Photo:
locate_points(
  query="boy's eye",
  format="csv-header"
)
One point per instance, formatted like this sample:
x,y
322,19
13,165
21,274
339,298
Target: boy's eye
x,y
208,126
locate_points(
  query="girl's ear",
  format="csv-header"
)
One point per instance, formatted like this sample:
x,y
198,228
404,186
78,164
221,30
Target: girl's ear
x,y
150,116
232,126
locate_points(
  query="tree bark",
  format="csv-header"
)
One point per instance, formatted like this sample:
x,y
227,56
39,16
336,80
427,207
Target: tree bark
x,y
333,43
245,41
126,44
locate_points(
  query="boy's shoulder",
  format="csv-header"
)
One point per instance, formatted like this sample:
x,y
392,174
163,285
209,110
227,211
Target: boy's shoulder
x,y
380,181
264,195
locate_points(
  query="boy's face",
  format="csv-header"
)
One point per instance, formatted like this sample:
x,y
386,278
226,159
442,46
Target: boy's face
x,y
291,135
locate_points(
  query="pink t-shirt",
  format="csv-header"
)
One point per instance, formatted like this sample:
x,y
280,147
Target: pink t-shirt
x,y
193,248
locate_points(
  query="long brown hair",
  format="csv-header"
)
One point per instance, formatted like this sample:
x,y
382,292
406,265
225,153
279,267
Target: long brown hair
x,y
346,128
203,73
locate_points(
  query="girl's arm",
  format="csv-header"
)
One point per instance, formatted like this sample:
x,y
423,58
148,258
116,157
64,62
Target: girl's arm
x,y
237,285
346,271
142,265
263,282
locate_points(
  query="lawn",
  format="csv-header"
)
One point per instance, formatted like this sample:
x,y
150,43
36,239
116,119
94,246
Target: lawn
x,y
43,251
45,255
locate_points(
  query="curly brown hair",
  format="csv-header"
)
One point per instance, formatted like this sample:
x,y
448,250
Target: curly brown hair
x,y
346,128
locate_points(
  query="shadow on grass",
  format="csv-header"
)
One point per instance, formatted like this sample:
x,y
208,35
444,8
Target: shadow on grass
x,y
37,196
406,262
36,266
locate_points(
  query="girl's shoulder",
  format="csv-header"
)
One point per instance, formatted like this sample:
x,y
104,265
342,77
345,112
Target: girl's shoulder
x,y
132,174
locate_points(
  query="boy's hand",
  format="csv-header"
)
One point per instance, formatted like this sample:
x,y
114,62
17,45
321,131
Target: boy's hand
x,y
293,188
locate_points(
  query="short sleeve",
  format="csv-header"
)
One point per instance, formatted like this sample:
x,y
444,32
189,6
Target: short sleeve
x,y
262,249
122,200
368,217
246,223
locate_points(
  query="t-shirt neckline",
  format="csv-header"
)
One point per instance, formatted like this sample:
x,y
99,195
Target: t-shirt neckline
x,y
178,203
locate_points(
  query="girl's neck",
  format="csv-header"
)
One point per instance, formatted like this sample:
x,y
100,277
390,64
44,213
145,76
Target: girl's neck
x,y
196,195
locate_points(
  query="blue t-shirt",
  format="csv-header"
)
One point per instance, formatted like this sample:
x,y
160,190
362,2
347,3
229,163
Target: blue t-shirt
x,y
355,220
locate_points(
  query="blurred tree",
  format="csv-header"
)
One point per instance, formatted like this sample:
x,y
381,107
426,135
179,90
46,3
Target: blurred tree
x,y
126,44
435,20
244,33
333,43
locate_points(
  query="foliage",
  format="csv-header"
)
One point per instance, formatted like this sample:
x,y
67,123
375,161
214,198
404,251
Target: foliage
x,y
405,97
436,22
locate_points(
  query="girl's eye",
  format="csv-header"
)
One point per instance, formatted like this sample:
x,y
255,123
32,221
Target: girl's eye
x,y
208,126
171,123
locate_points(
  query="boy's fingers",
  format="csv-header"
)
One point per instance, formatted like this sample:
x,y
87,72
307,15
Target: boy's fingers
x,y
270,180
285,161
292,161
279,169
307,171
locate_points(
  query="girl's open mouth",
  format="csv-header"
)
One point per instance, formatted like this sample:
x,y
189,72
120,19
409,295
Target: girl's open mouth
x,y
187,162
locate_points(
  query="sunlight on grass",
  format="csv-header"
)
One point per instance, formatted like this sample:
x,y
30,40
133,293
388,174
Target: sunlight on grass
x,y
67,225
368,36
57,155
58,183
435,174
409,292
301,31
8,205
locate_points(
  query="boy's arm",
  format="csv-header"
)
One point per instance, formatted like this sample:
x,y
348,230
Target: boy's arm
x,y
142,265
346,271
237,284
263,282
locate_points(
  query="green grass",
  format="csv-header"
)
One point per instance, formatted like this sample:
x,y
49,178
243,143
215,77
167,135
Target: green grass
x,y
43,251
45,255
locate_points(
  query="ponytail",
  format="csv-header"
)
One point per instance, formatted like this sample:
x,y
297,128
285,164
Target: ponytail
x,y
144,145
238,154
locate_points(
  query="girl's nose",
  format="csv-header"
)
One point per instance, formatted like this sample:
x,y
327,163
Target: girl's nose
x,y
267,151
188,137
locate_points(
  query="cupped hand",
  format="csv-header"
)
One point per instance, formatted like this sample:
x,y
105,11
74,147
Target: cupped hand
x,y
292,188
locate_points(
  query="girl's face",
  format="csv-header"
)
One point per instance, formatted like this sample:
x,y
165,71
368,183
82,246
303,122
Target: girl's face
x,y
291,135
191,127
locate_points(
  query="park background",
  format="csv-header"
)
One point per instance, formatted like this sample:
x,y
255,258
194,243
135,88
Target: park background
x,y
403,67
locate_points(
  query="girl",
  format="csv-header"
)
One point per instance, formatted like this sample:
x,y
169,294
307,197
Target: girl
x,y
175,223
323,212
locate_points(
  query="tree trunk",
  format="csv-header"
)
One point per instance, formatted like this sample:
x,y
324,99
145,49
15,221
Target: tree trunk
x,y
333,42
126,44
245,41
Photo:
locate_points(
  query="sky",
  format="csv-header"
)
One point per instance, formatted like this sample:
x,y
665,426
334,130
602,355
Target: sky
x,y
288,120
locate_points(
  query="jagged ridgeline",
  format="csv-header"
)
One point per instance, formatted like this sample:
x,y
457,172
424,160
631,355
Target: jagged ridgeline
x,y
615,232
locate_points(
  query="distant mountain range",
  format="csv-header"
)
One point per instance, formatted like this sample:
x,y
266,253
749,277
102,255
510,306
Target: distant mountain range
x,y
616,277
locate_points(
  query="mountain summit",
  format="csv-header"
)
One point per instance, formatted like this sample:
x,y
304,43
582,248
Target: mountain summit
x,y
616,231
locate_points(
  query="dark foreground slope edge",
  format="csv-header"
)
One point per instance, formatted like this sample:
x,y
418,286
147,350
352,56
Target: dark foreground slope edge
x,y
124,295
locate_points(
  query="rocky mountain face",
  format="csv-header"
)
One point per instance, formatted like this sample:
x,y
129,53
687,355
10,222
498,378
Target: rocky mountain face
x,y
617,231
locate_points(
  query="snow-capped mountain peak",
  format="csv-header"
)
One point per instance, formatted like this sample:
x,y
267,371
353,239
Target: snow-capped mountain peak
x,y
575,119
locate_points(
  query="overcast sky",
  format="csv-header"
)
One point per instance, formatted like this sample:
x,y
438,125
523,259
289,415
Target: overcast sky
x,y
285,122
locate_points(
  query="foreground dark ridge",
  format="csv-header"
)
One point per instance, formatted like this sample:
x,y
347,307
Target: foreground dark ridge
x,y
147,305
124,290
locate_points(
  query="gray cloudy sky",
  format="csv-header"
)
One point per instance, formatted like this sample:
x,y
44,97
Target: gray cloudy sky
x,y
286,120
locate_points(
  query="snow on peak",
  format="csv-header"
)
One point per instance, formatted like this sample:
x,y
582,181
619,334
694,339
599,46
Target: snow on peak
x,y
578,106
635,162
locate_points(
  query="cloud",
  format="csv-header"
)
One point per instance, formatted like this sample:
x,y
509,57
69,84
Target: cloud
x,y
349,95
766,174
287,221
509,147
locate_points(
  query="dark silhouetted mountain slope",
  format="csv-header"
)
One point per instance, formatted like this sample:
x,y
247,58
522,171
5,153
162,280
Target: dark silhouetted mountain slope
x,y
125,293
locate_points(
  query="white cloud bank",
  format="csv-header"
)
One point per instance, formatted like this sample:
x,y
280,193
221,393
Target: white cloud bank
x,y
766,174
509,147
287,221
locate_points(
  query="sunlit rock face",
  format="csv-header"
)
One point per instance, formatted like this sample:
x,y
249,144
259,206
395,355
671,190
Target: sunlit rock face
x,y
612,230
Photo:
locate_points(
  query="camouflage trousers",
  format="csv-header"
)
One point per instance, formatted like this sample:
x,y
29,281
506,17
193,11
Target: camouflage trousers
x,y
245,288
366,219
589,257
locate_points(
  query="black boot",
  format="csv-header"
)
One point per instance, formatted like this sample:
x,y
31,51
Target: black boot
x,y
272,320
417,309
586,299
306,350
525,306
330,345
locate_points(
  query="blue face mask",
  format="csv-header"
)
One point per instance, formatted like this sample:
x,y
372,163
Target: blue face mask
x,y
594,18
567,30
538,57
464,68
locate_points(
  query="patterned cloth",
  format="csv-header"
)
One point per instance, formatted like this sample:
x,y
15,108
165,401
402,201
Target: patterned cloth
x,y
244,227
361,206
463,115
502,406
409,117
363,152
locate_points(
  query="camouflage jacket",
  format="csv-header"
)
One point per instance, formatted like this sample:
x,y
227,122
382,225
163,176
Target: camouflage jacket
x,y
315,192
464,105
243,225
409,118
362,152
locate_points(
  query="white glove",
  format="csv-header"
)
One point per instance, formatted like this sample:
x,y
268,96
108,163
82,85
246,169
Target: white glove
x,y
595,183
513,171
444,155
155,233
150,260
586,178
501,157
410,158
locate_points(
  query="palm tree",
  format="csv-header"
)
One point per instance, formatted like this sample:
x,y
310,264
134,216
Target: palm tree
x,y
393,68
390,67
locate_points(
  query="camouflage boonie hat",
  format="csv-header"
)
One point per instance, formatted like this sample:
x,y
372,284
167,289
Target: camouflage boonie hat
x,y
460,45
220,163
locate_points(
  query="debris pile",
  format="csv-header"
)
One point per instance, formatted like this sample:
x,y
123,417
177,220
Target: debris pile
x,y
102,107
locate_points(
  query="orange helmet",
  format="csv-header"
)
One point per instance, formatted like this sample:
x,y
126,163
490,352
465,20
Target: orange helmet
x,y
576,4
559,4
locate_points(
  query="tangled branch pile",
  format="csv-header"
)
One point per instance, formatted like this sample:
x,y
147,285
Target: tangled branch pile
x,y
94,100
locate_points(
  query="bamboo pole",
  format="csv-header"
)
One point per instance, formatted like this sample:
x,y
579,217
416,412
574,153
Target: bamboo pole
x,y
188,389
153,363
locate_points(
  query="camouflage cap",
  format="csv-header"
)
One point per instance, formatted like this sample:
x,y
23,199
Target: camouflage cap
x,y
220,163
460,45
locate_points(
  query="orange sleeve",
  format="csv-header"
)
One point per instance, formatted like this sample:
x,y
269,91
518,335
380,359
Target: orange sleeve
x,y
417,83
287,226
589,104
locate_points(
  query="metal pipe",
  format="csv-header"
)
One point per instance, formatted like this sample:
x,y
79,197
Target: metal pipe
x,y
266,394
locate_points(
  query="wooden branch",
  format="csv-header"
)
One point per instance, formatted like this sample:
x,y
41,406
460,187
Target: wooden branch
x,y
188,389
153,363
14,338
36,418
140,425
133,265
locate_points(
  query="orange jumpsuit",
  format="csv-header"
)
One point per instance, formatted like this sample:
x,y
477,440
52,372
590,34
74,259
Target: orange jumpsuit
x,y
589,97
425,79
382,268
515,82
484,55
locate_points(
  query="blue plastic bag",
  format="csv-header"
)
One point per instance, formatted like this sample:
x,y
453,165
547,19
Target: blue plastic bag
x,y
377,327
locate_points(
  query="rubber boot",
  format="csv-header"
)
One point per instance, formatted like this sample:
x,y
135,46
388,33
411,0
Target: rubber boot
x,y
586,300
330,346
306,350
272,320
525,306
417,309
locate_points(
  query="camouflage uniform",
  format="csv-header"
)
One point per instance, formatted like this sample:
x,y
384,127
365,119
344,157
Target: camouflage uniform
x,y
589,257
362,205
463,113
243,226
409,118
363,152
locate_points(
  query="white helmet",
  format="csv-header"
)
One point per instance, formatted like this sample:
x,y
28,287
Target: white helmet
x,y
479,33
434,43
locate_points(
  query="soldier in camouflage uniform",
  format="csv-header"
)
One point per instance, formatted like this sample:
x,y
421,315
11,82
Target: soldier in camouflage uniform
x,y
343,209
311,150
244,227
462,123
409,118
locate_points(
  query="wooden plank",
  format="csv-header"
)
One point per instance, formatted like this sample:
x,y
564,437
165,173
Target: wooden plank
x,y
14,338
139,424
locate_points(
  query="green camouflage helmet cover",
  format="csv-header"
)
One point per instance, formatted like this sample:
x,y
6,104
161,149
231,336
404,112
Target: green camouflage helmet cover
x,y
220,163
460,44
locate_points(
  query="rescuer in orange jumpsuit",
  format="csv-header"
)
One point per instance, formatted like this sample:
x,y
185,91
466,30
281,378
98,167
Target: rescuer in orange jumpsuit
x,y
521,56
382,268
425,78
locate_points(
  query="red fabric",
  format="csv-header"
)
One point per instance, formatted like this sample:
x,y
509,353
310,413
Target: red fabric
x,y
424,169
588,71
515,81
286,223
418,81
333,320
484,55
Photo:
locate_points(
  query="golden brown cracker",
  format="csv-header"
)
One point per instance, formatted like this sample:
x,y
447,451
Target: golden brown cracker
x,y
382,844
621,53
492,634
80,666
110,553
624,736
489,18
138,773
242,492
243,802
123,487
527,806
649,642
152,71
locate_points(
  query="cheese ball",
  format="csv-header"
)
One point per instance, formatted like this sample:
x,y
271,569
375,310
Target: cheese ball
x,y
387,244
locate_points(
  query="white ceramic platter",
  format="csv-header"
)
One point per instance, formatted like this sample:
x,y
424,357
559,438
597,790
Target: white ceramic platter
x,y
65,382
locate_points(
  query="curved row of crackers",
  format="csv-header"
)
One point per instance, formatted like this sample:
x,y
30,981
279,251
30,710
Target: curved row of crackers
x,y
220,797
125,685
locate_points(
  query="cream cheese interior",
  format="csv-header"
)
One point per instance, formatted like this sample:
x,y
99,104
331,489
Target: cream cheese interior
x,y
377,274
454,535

########################################

Your task -> Collect every line of the entries above that contains the string "rubber", treating uppercase and lowercase letters as distinct.

Output below ->
  query="rubber boot",
Target: rubber boot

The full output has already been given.